§ REQUIRED ACTION:
For each entry, output its words exactly and leave any picture behind.

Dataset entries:
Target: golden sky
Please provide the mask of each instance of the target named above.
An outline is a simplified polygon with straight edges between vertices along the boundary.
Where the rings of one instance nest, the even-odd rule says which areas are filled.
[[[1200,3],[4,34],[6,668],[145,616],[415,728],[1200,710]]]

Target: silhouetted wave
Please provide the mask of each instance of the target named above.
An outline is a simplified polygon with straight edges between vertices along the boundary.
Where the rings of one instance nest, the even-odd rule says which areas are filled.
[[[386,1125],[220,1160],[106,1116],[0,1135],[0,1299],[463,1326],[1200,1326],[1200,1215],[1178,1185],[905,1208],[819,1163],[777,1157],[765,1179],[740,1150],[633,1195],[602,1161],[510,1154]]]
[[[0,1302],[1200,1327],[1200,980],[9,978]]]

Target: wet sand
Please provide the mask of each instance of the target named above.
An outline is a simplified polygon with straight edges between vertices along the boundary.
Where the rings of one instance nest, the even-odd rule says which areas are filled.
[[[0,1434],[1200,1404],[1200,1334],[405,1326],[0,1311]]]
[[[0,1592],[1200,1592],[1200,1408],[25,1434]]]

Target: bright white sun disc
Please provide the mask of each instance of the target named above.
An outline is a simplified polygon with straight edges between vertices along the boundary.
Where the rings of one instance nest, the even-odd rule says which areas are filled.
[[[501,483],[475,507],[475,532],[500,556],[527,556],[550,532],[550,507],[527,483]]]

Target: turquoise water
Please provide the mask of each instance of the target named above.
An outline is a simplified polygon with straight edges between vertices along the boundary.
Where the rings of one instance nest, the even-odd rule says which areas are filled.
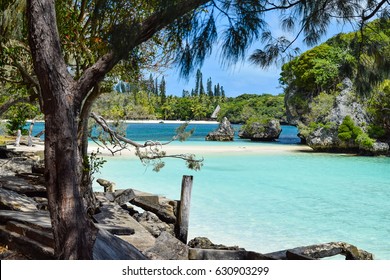
[[[130,125],[136,140],[169,139],[177,125]],[[198,125],[191,141],[205,145],[216,125]],[[295,145],[296,129],[283,127],[277,143],[207,142],[207,145]],[[164,138],[165,137],[165,138]],[[129,157],[107,157],[101,174],[119,188],[179,199],[182,175],[194,175],[189,238],[271,252],[345,241],[390,260],[390,158],[303,152],[205,155],[199,172],[166,160],[159,173]],[[95,186],[96,190],[102,188]]]
[[[345,241],[390,259],[390,158],[210,154],[199,172],[179,160],[166,163],[155,173],[139,160],[110,157],[97,177],[178,199],[182,175],[194,175],[189,238],[263,253]]]

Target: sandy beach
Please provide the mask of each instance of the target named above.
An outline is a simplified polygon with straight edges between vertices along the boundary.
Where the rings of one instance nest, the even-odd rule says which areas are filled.
[[[35,143],[32,147],[26,145],[20,145],[18,147],[14,145],[7,145],[7,149],[14,151],[24,152],[39,152],[44,150],[43,142]],[[89,143],[88,151],[99,153],[102,156],[112,156],[112,153],[107,148],[99,147],[96,143]],[[162,150],[166,151],[167,154],[195,154],[197,156],[215,155],[215,154],[229,154],[229,155],[243,155],[243,154],[275,154],[275,153],[291,153],[291,152],[310,152],[312,149],[306,145],[281,145],[281,144],[270,144],[258,143],[254,144],[251,142],[231,142],[227,145],[218,145],[216,142],[199,142],[197,144],[183,144],[183,143],[171,143],[162,147]],[[129,146],[129,149],[122,150],[115,154],[115,156],[127,156],[135,157],[135,148]]]
[[[99,152],[103,156],[111,156],[108,149],[98,147],[96,144],[89,145],[90,152]],[[310,152],[312,149],[305,145],[245,145],[237,143],[237,145],[208,145],[207,143],[201,145],[175,145],[174,143],[166,145],[162,148],[167,154],[195,154],[199,157],[205,155],[244,155],[244,154],[275,154],[275,153],[292,153],[292,152]],[[135,156],[135,149],[130,147],[129,150],[123,150],[115,154],[115,156]]]

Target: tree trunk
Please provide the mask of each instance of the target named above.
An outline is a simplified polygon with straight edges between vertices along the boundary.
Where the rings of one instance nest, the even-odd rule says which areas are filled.
[[[55,114],[45,114],[45,177],[55,252],[60,259],[91,259],[95,232],[80,192],[78,116],[65,98],[56,101]]]
[[[59,259],[92,259],[96,229],[80,192],[80,89],[62,57],[54,0],[28,0],[27,5],[30,48],[45,114],[45,177],[55,253]]]
[[[80,113],[80,121],[78,124],[78,146],[80,149],[80,157],[84,161],[88,157],[88,120],[91,114],[93,102],[100,94],[100,87],[96,85],[85,99]],[[83,169],[81,180],[81,196],[83,197],[87,213],[89,215],[95,214],[98,207],[96,197],[92,189],[92,180],[89,170]]]

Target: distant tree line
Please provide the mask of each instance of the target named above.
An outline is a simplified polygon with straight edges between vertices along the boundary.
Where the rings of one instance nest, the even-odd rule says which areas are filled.
[[[167,94],[164,76],[159,79],[151,74],[138,84],[119,81],[114,92],[100,97],[93,111],[107,119],[208,120],[219,105],[218,120],[226,116],[232,123],[249,119],[285,121],[283,95],[242,94],[227,98],[224,87],[213,85],[211,77],[204,87],[202,76],[198,69],[194,87],[183,90],[181,97]]]

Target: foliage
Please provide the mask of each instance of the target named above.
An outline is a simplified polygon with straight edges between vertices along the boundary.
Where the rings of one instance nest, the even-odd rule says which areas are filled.
[[[366,150],[369,150],[370,148],[372,148],[374,146],[374,143],[375,143],[375,140],[370,138],[370,136],[365,132],[362,132],[361,134],[359,134],[356,137],[355,141],[359,145],[360,148],[363,148]]]
[[[389,29],[389,20],[376,20],[361,32],[339,34],[284,64],[280,82],[291,106],[305,108],[320,93],[338,91],[344,78],[353,80],[358,93],[370,95],[390,74]]]
[[[373,91],[367,111],[373,119],[368,128],[369,135],[382,140],[390,139],[390,80],[385,80]]]
[[[355,141],[362,133],[362,129],[355,125],[351,116],[346,116],[338,128],[338,137],[345,142]]]
[[[91,180],[93,180],[93,174],[99,173],[104,163],[107,162],[105,159],[98,157],[99,154],[99,149],[97,149],[96,152],[91,152],[88,156],[84,157],[84,172],[89,174]]]
[[[285,121],[284,95],[243,94],[229,98],[221,105],[218,120],[223,117],[227,117],[232,123],[245,123],[250,118]]]
[[[11,107],[7,114],[9,117],[6,125],[7,133],[9,135],[16,135],[17,131],[20,129],[22,135],[27,135],[28,130],[24,128],[26,121],[28,118],[33,119],[37,114],[37,107],[28,103],[23,103],[18,106]]]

§ YOUR RESPONSE:
Target: golden sky
Please provide the mask of each instance of the target named above.
An outline is a simplified polygon with straight edges between vertices along the boundary.
Where the rings of one instance nest, the even-odd rule says which areas are filled.
[[[1200,3],[4,34],[6,668],[145,616],[415,728],[1200,710]]]

Target: silhouetted wave
Please provide the mask of each instance of the target named above.
An outline is a simplified polygon with straight edges between vertices along the boundary.
Where the rings of one instance nest, the even-odd rule says which areas are filled.
[[[386,1125],[220,1160],[106,1116],[0,1135],[0,1299],[463,1326],[1200,1326],[1200,1215],[1178,1185],[905,1208],[819,1163],[777,1157],[765,1179],[740,1150],[633,1195],[602,1161],[510,1154]]]
[[[0,1302],[1200,1327],[1200,980],[9,978]]]

Target: wet sand
Please provide the mask of each instance of the target named above.
An outline is a simplified polygon with straight edges between vertices along the boundary.
Where the rings of one instance nest, the even-odd rule says which areas are filled.
[[[0,1434],[1200,1404],[1200,1334],[405,1326],[0,1311]]]
[[[0,1592],[1200,1592],[1200,1408],[25,1434]]]

Target: bright white sun disc
Please provide the mask of each instance of the target named above.
An outline is a simplified polygon with straight edges between vertices along the boundary.
Where the rings of one instance nest, the even-odd rule says which areas are filled.
[[[501,483],[475,507],[475,532],[500,556],[527,556],[550,532],[550,507],[527,483]]]

Target: turquoise water
Please provide the mask of each instance of the target named above.
An outline is a simplified polygon with straight edges between vertices along the boundary.
Where the rings of one instance nest, the even-odd rule says which areas are filled.
[[[130,125],[136,140],[169,139],[177,125]],[[198,125],[191,141],[205,145],[216,125]],[[295,145],[296,129],[283,127],[277,143],[207,142],[207,145]],[[164,138],[165,137],[165,138]],[[129,157],[107,157],[101,174],[119,188],[179,199],[182,175],[194,175],[189,238],[271,252],[345,241],[390,260],[390,158],[303,152],[205,155],[199,172],[166,160],[159,173]],[[95,186],[96,190],[102,188]]]
[[[345,241],[390,259],[390,158],[210,154],[199,172],[179,160],[166,163],[155,173],[139,160],[110,157],[97,177],[178,199],[182,175],[194,175],[189,238],[263,253]]]

Target: sandy beach
Please provide the mask of each instance of the target named above.
An outline is a simplified polygon with straight edges between vertices along the boundary.
Where the rings of one instance nest, the even-odd rule says which areas are filled.
[[[35,143],[32,147],[26,145],[20,145],[18,147],[14,145],[7,145],[7,149],[14,151],[24,152],[39,152],[44,150],[43,142]],[[89,143],[88,151],[99,153],[102,156],[112,156],[112,153],[107,148],[99,147],[96,143]],[[162,150],[166,151],[167,154],[195,154],[197,156],[215,155],[215,154],[229,154],[229,155],[243,155],[243,154],[275,154],[275,153],[291,153],[291,152],[310,152],[312,149],[306,145],[281,145],[281,144],[270,144],[258,143],[254,144],[251,142],[231,142],[227,145],[218,145],[216,142],[199,142],[197,144],[183,144],[183,143],[171,143],[162,147]],[[129,146],[129,149],[122,150],[115,154],[115,156],[127,156],[135,157],[135,148]]]
[[[99,152],[103,156],[111,156],[108,149],[98,147],[96,144],[89,145],[90,152]],[[310,152],[312,149],[305,145],[245,145],[237,143],[237,145],[208,145],[207,143],[201,145],[175,145],[174,143],[166,145],[162,148],[167,154],[195,154],[199,157],[205,155],[244,155],[244,154],[275,154],[275,153],[292,153],[292,152]],[[135,156],[135,149],[130,147],[129,150],[123,150],[115,154],[115,156]]]

Target: tree trunk
Please provide the mask of each instance of the target named above.
An outline is a simplified polygon with straight edges between vertices along the boundary.
Where the rings of one instance nest, the even-odd rule says which areas are filled.
[[[55,114],[45,114],[45,177],[55,252],[60,259],[91,259],[95,232],[80,192],[78,116],[65,98],[56,101]]]
[[[59,259],[92,259],[96,229],[80,192],[80,89],[62,57],[54,0],[28,0],[27,5],[30,48],[45,114],[45,177],[55,253]]]
[[[80,113],[80,121],[78,124],[78,146],[80,149],[80,157],[84,161],[88,157],[88,120],[91,114],[93,102],[100,94],[100,87],[96,85],[85,99]],[[83,169],[81,180],[81,196],[83,197],[87,213],[89,215],[95,214],[98,207],[96,197],[92,189],[92,180],[89,170]]]

Target: distant tree line
Please provide the mask of each instance of the target named above.
An outline is a simplified polygon with straight edges between vertices along the boundary.
Where the rings of one instance nest, the even-odd rule says which areas are filled.
[[[167,94],[164,76],[159,79],[151,74],[138,84],[119,81],[114,92],[100,97],[93,111],[107,119],[208,120],[219,105],[218,120],[226,116],[232,123],[249,119],[285,121],[283,95],[242,94],[227,98],[224,87],[213,85],[211,77],[204,87],[202,76],[198,69],[194,87],[183,90],[181,97]]]

Target: foliage
Please provide the mask of each instance of the target named above.
An outline is a simplified polygon with straight edges between vertices along the boundary.
Where the rings of one instance nest, the even-odd rule says which areas are filled.
[[[366,150],[369,150],[370,148],[372,148],[374,146],[374,143],[375,143],[375,140],[370,138],[370,136],[365,132],[362,132],[361,134],[359,134],[356,137],[355,141],[359,145],[360,148],[363,148]]]
[[[389,29],[389,20],[376,20],[361,32],[339,34],[284,64],[280,82],[291,106],[305,108],[320,93],[338,91],[344,78],[353,80],[358,93],[370,95],[390,74]]]
[[[373,91],[367,111],[373,119],[368,128],[369,135],[382,140],[390,139],[390,80],[385,80]]]
[[[355,141],[362,133],[362,129],[355,125],[351,116],[346,116],[338,128],[338,137],[345,142]]]
[[[91,180],[93,180],[93,174],[99,173],[104,163],[107,162],[105,159],[98,157],[99,154],[99,149],[97,149],[96,152],[91,152],[88,156],[84,157],[84,172],[89,174]]]
[[[285,121],[284,95],[243,94],[229,98],[221,105],[218,120],[223,117],[227,117],[232,123],[245,123],[250,118]]]
[[[11,107],[7,114],[9,117],[6,125],[7,133],[9,135],[16,135],[17,131],[20,129],[22,135],[27,135],[28,130],[24,128],[26,121],[28,118],[33,119],[37,114],[37,107],[28,103],[23,103],[18,106]]]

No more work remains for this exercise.